Action item
Return the data below in full. Keep each character unchanged.

(Dataset content begins)

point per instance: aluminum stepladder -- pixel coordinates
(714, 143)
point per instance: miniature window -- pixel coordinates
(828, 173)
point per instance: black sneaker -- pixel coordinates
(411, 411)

(Dataset content ends)

Answer space
point per instance: aluminum stepladder -- pixel coordinates
(714, 143)
point per instance: miniature window -- pixel coordinates
(828, 173)
point per instance: black sneaker -- pixel coordinates
(411, 411)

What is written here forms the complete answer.